== Directive ==
Render the listing below as a Markdown table with the columns Row and Line, from the line containing "In this exercise you will annotate each instance of the stone" through the end of the listing. Number each line in Row, put its text in Line, and leave out any blank lines.

== Supplied records ==
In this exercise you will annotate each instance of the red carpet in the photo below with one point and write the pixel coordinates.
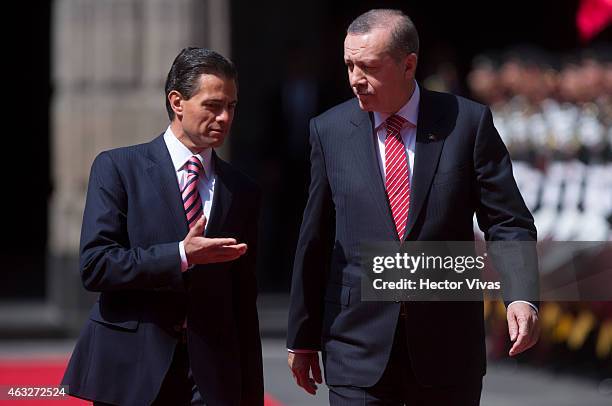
(48, 372)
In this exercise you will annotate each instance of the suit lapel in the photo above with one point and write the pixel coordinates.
(163, 178)
(429, 141)
(222, 199)
(366, 160)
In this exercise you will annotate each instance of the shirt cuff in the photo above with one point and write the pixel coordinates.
(184, 263)
(524, 301)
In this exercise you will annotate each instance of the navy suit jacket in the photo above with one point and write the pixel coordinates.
(133, 222)
(461, 167)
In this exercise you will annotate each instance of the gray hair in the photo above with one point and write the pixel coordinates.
(404, 36)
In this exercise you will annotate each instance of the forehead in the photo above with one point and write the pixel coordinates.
(373, 44)
(217, 86)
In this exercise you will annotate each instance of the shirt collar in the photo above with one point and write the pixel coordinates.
(180, 154)
(409, 111)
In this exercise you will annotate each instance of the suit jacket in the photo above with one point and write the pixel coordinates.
(133, 221)
(461, 167)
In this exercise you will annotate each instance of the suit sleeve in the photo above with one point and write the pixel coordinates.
(312, 257)
(503, 216)
(107, 262)
(246, 313)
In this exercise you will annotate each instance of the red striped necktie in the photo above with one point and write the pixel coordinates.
(192, 202)
(396, 168)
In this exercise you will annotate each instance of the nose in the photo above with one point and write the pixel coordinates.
(225, 115)
(357, 77)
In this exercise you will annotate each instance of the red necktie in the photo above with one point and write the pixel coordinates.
(396, 167)
(191, 197)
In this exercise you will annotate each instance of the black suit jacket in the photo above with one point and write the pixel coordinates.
(133, 221)
(461, 167)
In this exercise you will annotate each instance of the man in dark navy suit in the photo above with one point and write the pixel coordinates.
(400, 163)
(169, 239)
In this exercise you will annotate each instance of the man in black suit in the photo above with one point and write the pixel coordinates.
(400, 163)
(176, 321)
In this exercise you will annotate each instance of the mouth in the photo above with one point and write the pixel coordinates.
(362, 93)
(216, 133)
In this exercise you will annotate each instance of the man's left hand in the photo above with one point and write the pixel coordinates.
(523, 326)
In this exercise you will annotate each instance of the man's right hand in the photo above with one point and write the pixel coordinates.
(202, 250)
(301, 364)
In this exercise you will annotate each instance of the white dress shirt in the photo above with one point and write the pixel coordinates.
(180, 154)
(410, 112)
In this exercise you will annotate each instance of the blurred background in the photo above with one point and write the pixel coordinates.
(87, 75)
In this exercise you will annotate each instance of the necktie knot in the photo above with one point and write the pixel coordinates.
(194, 166)
(394, 124)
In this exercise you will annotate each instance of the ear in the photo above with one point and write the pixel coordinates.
(176, 102)
(410, 64)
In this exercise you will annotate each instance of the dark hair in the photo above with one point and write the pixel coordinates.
(404, 36)
(187, 67)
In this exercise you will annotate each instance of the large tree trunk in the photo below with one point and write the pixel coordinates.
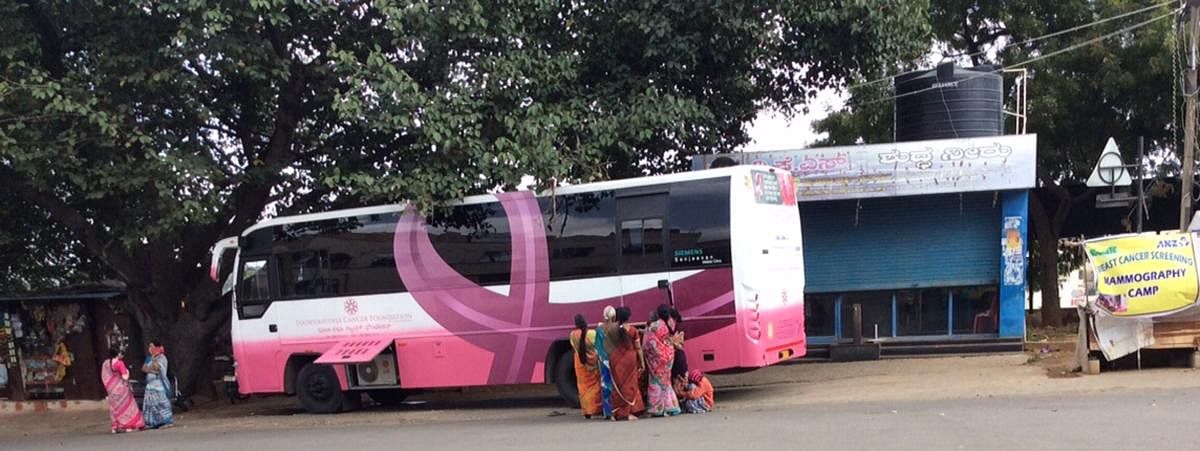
(1048, 262)
(1051, 312)
(187, 336)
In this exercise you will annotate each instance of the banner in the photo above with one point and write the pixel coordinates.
(1144, 275)
(911, 168)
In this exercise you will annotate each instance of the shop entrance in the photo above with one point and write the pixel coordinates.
(906, 313)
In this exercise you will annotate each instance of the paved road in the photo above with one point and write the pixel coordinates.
(1131, 419)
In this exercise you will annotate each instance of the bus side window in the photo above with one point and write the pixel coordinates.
(307, 274)
(255, 284)
(641, 245)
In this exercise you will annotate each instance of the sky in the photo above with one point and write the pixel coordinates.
(773, 131)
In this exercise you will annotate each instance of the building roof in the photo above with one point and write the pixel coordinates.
(77, 293)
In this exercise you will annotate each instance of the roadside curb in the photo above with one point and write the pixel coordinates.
(40, 407)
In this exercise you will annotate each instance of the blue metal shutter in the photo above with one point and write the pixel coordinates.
(901, 242)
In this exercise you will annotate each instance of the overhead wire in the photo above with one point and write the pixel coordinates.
(1043, 37)
(1029, 61)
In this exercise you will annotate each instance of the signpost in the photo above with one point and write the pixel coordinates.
(1111, 172)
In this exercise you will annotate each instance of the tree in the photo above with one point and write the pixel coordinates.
(1120, 84)
(147, 131)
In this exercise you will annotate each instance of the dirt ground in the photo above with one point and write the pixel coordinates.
(797, 384)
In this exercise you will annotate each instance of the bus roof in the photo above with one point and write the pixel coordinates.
(484, 198)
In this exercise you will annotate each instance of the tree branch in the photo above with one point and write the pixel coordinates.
(97, 240)
(47, 38)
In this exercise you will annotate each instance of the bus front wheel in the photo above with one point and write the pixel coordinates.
(318, 389)
(564, 378)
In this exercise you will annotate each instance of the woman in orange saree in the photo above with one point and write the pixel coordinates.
(625, 356)
(587, 371)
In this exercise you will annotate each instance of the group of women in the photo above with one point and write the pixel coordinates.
(616, 365)
(123, 408)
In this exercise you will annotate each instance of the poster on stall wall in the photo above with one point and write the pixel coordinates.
(1144, 275)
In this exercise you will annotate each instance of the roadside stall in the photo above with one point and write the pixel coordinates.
(52, 343)
(1145, 296)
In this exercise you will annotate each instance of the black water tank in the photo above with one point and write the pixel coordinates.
(949, 102)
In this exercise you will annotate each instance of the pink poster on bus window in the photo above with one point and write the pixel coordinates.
(773, 187)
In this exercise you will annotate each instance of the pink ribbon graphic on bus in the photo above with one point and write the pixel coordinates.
(525, 322)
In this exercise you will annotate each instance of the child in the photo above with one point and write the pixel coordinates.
(697, 398)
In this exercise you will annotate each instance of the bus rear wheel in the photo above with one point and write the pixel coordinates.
(318, 389)
(564, 378)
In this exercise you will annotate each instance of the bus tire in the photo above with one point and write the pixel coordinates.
(318, 389)
(564, 378)
(388, 397)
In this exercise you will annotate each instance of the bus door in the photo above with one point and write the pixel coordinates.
(642, 232)
(255, 334)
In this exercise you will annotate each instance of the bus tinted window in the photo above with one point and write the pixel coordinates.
(360, 257)
(256, 287)
(641, 245)
(349, 256)
(700, 223)
(305, 274)
(474, 240)
(581, 230)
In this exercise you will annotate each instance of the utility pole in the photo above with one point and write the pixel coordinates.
(1189, 118)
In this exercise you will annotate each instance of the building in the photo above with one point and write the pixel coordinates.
(929, 238)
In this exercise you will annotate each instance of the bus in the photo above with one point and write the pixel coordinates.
(387, 300)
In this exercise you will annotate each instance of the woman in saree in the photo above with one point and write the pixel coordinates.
(604, 362)
(659, 347)
(156, 404)
(587, 371)
(625, 355)
(619, 366)
(123, 409)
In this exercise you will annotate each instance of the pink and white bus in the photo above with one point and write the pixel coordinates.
(384, 300)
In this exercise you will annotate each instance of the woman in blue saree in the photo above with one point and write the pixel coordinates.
(156, 403)
(610, 316)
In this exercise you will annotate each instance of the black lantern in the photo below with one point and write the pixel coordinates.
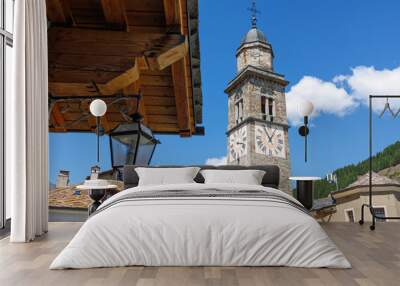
(132, 144)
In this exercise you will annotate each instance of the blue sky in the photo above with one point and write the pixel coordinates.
(319, 39)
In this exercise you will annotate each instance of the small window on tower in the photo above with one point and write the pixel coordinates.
(271, 108)
(239, 111)
(263, 109)
(267, 108)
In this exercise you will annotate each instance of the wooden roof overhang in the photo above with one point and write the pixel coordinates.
(122, 50)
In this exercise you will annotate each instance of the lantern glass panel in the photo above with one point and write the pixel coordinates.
(124, 148)
(145, 151)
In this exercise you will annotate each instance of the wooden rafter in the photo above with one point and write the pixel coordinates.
(114, 13)
(122, 81)
(172, 55)
(58, 11)
(181, 100)
(125, 48)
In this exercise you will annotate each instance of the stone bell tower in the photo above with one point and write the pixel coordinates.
(257, 121)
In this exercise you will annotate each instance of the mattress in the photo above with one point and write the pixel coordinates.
(201, 225)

== In response ==
| Row | Line |
|---|---|
| 1 | In this exercise you will annotate each instance of the stone bell tower in the photo above with one point and write the pixel coordinates. |
| 2 | (257, 121) |
| 3 | In this exercise you will annotate each instance of the mattress in the photo above with one point and write the pixel coordinates. |
| 4 | (201, 225) |